■ Provided passage:
The counterargument against Clement is that Ajayi sees a massive portion of those unclaimed touches and runs away with the lead back role. Darren Sproles could also cut into Clement’s touches after missing the majority of last season, leaving Clement as a third-stringer that fails to see enough volume to warrant fantasy starts.
118 overall (highest rank: 85, lowest rank: 155)
Jackson’s arrival in Tampa Bay last year was supposed to help take the lid off opposing defenses as they tried to mitigate his big-play ability. Jackson never really got going (one top-20 week) and with the late emergence of second-year pro, Chris Godwin, it’s easy to see why the fantasy staff is so divided on the two. Scott Barrett has Jackson head and shoulders above the rest of the fantasy crew (85), while Thorman (155) and Dan Clasgens (153) remain most bearish on his return to fantasy prominence.
Despite Jackson’s penchant for big plays, it was actually Godwin who provided the big plays for Tampa last year, averaging 2.03 YPRR — better than Mike Evans (1.70) and Jackson (1.53). Jackson saw a 15 percent target share last year, but it’s safe to question if that stays in tact with both Godwin and O.J. Howard potentially taking on bigger roles as sophomores. We’re already seeing reports of Godwin getting the starting nod this year with Jackson working out of the slot. Given the plethora of weapons at Jameis Winston’s disposal, Jackson remains best suited for best-ball leagues and a risky week-to-week starter.

Region pointing data:
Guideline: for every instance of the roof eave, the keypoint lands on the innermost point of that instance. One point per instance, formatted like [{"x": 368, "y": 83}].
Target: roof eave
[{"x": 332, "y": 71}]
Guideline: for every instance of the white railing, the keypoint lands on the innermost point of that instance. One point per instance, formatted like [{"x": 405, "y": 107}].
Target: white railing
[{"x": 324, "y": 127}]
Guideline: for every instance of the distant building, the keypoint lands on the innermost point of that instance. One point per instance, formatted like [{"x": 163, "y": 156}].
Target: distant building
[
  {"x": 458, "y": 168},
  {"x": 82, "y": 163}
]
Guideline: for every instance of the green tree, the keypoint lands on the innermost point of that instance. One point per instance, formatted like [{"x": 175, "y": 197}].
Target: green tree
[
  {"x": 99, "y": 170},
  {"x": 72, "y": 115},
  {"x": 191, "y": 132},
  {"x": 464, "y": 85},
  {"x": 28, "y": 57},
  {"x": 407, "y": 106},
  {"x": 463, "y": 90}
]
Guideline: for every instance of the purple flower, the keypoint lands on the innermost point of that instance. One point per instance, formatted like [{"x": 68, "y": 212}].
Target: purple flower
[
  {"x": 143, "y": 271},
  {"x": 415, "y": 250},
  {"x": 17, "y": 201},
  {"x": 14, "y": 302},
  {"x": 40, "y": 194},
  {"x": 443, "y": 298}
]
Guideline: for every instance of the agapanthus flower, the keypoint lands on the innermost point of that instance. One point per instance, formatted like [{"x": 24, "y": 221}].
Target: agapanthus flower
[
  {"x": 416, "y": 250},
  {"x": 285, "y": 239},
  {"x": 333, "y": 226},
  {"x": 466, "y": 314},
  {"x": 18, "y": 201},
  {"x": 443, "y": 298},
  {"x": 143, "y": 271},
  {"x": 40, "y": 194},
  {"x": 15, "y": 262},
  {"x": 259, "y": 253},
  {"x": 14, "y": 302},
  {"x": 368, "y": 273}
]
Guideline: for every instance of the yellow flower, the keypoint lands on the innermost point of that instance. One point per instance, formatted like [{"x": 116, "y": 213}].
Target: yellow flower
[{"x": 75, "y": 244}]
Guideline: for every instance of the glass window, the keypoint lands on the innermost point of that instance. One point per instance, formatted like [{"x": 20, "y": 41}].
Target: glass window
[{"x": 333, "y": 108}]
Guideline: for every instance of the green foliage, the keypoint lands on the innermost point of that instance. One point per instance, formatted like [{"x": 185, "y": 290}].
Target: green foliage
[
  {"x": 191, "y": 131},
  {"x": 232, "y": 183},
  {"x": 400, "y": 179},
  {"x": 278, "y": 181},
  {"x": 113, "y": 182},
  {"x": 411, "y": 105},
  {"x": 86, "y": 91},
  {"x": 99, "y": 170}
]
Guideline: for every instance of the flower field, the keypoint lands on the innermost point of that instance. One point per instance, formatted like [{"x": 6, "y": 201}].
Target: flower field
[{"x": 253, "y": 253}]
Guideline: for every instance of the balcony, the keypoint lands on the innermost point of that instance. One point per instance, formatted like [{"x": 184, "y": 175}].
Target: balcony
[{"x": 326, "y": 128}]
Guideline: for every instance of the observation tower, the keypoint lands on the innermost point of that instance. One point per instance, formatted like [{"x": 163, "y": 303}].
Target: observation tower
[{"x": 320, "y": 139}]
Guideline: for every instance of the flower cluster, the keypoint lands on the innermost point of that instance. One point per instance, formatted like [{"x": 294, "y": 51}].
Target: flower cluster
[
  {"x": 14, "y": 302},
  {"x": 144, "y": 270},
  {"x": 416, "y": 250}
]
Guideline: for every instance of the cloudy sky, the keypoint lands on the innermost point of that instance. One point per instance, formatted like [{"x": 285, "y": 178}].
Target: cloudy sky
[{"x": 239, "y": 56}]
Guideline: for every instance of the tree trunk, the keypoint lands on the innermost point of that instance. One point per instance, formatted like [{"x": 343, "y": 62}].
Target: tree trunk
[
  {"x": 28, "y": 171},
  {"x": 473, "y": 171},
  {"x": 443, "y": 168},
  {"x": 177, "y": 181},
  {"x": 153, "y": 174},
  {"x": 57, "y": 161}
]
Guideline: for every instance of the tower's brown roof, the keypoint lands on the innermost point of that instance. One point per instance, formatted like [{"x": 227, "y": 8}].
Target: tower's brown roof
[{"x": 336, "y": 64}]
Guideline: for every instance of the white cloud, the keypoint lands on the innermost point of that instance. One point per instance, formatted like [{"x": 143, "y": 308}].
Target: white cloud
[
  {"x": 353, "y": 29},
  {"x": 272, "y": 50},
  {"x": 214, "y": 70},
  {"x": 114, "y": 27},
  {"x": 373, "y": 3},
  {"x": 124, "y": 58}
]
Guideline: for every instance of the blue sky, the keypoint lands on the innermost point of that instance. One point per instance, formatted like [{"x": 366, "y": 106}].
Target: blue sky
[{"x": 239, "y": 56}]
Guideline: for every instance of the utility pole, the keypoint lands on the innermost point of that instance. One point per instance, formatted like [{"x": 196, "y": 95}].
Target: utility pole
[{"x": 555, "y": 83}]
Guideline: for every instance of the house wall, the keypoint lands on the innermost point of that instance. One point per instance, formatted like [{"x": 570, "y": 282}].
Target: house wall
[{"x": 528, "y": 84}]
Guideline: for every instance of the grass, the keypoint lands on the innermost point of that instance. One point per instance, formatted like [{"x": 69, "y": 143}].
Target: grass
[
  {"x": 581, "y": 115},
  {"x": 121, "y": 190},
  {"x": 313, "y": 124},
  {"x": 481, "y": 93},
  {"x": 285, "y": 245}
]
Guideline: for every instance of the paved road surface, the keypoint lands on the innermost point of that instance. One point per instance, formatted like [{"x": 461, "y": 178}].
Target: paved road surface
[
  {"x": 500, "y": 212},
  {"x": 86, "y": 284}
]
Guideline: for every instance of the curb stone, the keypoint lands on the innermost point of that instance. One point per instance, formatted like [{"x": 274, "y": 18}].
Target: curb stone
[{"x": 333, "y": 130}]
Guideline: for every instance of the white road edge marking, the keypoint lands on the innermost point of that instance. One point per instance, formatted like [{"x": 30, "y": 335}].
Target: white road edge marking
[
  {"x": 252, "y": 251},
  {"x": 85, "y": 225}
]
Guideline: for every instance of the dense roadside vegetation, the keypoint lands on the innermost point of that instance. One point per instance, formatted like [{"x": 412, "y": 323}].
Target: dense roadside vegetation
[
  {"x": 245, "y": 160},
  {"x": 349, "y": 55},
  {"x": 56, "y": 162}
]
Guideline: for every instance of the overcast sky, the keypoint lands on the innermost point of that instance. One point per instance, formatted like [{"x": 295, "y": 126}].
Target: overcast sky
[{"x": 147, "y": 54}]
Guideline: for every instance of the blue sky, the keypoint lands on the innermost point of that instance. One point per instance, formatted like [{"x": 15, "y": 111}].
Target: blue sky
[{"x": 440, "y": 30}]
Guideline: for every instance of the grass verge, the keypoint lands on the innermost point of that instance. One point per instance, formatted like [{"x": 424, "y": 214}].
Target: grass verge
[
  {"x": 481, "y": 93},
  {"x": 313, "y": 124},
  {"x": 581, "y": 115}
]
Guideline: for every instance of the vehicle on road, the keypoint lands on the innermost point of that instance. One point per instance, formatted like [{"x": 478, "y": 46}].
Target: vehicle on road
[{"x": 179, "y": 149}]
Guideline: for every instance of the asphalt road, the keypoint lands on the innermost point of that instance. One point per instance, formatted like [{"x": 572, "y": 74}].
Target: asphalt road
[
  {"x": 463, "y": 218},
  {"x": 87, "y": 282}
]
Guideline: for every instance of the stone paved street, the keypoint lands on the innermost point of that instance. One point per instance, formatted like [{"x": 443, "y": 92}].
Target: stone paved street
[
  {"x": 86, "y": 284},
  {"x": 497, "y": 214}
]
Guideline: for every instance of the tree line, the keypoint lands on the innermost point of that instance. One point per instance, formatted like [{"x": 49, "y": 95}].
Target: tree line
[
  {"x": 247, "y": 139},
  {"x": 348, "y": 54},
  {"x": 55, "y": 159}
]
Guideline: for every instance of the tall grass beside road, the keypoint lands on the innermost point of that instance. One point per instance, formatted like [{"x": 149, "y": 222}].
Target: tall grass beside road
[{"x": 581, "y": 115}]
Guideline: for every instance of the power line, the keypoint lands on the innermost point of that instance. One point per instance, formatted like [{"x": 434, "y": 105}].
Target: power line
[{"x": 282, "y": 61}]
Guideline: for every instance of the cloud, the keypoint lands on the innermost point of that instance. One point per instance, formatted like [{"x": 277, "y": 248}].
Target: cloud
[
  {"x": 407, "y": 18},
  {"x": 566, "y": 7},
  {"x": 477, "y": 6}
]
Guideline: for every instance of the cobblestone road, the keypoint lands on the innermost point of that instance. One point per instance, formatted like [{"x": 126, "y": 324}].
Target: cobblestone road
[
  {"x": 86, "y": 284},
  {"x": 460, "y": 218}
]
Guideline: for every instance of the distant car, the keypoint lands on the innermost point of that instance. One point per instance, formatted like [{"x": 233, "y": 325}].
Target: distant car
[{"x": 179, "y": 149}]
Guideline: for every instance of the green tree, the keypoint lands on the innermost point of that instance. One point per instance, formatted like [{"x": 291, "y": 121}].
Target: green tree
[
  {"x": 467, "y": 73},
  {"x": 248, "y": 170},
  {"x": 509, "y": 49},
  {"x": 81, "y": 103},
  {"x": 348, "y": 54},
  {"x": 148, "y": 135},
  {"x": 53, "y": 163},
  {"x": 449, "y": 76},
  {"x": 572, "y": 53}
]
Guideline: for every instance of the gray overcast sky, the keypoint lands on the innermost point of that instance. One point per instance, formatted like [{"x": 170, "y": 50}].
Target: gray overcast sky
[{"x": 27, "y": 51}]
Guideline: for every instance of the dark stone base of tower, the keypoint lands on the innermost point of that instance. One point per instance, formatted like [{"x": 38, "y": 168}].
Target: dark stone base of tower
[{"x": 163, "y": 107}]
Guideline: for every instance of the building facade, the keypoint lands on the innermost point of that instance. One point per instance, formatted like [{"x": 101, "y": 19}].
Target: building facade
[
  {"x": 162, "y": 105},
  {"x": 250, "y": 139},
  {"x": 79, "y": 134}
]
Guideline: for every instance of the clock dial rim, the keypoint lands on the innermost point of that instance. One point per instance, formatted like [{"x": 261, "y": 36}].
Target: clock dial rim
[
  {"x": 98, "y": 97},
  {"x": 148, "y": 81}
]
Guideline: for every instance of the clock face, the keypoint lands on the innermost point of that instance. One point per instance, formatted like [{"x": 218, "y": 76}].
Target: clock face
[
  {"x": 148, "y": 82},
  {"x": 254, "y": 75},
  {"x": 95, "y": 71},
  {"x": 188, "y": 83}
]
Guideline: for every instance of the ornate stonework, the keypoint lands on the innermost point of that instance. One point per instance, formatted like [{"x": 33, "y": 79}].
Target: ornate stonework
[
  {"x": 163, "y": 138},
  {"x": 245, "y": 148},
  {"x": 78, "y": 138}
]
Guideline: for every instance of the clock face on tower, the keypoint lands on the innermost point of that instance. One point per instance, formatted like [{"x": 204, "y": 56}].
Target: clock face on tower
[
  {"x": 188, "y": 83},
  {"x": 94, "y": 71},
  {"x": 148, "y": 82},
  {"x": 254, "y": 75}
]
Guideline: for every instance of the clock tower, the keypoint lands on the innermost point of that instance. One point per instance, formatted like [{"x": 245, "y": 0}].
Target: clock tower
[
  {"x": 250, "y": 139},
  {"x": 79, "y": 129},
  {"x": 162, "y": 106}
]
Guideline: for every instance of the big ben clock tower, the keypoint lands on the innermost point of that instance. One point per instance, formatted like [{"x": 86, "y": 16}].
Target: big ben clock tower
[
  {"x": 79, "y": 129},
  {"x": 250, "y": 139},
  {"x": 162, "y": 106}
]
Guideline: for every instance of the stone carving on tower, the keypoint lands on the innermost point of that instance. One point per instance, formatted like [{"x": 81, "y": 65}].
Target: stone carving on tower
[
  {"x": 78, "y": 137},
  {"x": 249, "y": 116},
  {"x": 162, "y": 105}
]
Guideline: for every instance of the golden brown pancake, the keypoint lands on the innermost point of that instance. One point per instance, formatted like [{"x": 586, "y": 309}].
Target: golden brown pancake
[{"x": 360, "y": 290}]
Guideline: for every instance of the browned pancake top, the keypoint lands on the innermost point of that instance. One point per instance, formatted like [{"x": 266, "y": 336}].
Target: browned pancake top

■ Task to complete: Continue the fantasy football text after its last sentence. The entries stand on their own and have no connection to the fantasy football text.

■ Result of this exercise:
122 overall (highest rank: 88, lowest rank: 166)
Kittle’s name appearing on this list was one of the more fascinating finds during this exercise. He’s routinely being taken as a top-12 fantasy tight end in best-ball leagues (and among five of our seven staffers), but both Barrett and Kelley remain somewhat pessimistic on that outlook. Barrett has him ranked as TE14 and Kelley wayyy down there at TE22. I’m more apt to agree with consensus given that Kittle will have the full season to catch passes from Jimmy Garoppolo, is a size-speed phenomenon, and plays in an offense that was both top-eight in plays per game and passing percentage. Over the 49ers final three games last year, Kittle put up a collective 11-194-1 stat line, finishing as the fantasy TE5 during that span. The tight end position is murkier than ever entering 2018, but it’s crystal-clear to me that Kittle has top-12 fantasy tight end potential.
144 overall (highest rank: 114, lowest rank: 178)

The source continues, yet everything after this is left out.